To be done:
How many lines of the material below contain the string "shrub"? Reply with the number alone.

Recorded information:
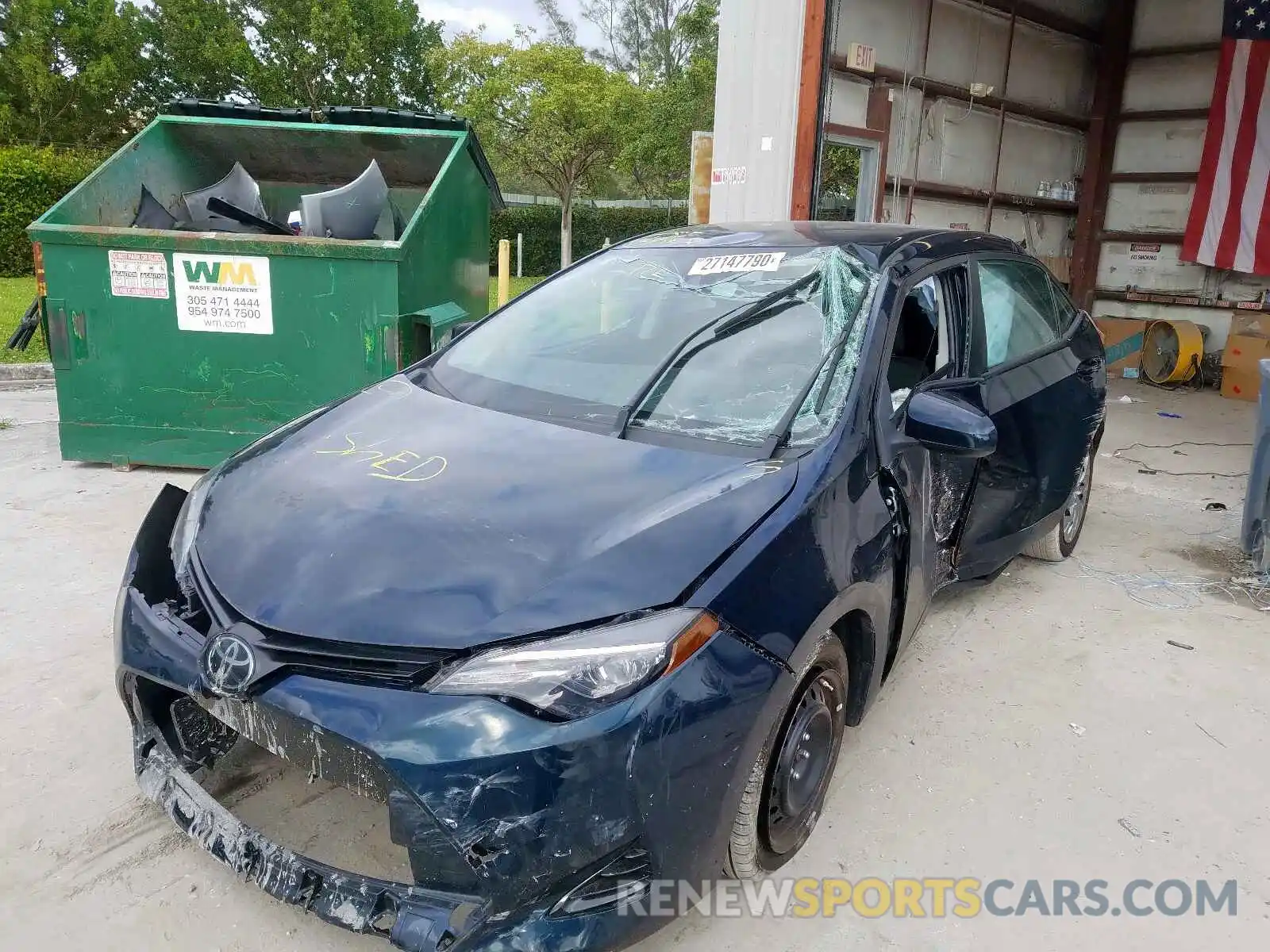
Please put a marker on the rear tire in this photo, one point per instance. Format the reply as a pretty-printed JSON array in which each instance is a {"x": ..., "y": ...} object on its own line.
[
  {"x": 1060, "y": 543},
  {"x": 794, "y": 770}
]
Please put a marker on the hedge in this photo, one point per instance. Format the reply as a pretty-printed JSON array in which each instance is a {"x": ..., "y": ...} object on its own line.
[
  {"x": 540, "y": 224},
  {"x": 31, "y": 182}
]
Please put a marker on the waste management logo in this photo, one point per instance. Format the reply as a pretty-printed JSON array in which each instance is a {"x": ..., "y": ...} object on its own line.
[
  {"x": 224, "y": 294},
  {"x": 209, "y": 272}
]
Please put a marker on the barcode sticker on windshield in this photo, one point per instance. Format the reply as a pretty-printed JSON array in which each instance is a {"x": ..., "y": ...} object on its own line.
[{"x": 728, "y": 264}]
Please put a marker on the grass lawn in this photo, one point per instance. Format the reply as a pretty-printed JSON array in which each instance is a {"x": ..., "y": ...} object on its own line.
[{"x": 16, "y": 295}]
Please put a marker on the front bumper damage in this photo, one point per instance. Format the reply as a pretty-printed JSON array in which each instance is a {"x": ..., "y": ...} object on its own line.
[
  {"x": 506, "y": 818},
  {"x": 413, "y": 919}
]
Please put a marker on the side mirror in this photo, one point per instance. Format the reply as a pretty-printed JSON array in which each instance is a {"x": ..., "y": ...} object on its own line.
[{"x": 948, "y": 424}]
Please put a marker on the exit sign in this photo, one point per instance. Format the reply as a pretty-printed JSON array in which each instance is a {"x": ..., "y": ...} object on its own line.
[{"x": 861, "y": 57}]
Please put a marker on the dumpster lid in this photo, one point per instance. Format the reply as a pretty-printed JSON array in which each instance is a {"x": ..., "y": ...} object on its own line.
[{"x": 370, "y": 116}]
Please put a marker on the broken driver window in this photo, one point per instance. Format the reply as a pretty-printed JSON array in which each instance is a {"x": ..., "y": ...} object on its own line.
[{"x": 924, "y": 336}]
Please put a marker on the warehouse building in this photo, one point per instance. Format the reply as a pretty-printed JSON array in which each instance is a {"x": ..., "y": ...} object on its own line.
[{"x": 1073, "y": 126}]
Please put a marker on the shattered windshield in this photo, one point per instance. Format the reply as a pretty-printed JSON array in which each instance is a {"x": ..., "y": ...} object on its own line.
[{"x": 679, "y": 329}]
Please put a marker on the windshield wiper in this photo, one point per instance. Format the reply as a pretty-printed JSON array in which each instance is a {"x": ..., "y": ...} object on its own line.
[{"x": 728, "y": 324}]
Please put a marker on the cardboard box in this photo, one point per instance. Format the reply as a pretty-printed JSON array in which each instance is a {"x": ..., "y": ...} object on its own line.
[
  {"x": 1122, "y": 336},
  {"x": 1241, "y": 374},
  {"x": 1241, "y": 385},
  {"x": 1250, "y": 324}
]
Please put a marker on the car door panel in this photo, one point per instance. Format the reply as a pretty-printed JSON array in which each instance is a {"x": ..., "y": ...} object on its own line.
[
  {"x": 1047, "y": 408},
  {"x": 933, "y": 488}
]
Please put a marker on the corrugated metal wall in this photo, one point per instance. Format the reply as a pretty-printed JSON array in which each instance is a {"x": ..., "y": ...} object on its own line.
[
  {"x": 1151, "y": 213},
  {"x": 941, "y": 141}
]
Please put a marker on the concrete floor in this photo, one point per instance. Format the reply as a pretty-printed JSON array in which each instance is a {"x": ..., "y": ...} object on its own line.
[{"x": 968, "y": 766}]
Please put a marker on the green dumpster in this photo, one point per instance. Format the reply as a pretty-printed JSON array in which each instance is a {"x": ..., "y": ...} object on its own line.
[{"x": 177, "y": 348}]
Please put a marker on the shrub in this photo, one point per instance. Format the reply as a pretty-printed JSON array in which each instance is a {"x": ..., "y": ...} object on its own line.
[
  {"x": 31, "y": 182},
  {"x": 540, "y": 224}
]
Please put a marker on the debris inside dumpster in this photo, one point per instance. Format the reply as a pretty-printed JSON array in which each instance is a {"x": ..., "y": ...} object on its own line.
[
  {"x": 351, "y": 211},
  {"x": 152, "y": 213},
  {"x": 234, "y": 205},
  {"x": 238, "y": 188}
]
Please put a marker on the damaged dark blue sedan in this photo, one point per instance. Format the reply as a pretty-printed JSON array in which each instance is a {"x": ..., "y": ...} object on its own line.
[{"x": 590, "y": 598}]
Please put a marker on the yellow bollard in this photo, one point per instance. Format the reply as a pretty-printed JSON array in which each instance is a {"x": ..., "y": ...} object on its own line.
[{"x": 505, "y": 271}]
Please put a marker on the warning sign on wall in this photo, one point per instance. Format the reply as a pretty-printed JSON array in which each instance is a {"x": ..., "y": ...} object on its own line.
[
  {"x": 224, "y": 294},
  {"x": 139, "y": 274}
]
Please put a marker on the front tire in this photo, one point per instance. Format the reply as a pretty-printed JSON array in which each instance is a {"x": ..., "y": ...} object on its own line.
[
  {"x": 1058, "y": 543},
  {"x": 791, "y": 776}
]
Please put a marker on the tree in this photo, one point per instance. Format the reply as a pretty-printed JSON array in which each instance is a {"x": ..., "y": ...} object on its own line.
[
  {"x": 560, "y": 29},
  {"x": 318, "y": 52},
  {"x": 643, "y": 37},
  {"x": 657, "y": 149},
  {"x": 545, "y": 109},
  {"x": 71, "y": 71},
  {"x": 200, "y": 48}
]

--

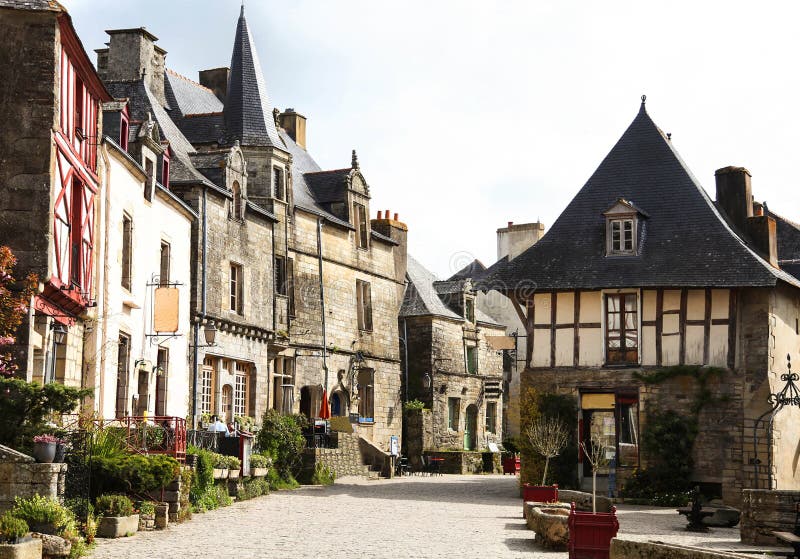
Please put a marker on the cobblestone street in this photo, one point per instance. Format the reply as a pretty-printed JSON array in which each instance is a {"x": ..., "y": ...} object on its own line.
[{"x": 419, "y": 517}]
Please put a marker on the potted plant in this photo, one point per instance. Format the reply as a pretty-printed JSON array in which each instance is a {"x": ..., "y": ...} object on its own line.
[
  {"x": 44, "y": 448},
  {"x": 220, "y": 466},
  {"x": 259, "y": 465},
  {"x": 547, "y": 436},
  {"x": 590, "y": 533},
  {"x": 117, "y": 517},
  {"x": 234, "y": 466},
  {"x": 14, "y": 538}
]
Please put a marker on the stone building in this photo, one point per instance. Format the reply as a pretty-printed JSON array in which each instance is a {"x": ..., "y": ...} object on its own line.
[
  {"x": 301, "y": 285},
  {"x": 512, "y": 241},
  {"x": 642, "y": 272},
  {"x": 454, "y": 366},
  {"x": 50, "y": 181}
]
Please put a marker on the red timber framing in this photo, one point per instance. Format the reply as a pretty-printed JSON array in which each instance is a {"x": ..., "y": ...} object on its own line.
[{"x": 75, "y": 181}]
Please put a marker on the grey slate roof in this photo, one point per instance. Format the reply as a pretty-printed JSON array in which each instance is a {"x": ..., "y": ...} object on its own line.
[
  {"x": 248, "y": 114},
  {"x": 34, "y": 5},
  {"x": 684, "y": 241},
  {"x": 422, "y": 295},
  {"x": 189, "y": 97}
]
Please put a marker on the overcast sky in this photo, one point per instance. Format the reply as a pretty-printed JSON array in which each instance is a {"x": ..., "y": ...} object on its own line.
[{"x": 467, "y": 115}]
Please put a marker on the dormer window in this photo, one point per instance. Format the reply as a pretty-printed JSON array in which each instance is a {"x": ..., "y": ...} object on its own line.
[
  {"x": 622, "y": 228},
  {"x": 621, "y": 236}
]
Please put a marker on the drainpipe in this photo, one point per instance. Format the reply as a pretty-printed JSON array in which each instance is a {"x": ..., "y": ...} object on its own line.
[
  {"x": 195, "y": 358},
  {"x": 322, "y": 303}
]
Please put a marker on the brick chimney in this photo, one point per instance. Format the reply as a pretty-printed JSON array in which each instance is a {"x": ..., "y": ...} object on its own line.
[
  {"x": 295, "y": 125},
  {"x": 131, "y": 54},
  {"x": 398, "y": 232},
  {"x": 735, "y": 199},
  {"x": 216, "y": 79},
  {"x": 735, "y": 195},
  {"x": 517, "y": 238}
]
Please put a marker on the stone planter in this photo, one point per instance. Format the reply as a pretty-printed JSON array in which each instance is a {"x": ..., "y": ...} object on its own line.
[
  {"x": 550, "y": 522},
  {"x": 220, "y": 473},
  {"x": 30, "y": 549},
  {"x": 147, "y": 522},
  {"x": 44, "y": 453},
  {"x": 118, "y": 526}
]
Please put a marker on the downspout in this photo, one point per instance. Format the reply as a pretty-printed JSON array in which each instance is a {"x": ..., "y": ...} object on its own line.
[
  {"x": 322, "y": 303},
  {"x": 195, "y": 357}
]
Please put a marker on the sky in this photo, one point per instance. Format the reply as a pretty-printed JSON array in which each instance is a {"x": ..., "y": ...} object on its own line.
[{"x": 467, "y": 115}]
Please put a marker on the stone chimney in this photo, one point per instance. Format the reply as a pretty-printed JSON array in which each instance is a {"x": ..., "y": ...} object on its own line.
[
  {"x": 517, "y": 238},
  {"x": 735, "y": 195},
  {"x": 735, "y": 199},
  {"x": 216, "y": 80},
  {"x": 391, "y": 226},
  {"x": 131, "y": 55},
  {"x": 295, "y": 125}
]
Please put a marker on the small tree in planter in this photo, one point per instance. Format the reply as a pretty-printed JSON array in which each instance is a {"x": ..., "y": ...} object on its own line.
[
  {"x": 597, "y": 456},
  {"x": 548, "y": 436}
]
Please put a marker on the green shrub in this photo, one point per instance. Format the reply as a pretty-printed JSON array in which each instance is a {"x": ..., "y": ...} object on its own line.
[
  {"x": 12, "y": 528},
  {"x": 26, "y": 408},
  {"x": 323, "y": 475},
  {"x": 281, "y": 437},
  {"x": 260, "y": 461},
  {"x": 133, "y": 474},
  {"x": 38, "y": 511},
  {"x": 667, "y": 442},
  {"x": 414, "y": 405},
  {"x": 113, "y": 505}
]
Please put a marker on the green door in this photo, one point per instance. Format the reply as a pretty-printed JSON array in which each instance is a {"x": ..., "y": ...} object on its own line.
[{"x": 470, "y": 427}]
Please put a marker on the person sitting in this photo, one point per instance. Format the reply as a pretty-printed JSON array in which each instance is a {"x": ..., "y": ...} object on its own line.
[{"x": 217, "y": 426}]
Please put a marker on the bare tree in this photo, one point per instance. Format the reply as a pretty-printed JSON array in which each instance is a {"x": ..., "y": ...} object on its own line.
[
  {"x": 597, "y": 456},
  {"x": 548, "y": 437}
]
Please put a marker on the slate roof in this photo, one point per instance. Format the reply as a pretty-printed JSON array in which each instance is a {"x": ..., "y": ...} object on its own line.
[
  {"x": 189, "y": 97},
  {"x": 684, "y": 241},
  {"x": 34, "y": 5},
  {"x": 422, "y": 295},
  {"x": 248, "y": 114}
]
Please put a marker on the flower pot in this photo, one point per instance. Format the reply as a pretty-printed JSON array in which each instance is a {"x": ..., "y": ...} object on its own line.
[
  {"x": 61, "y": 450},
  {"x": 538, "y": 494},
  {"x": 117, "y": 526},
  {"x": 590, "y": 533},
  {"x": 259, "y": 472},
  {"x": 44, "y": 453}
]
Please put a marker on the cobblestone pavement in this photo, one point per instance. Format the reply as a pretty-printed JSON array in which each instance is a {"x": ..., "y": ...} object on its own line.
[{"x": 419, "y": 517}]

Problem solution:
2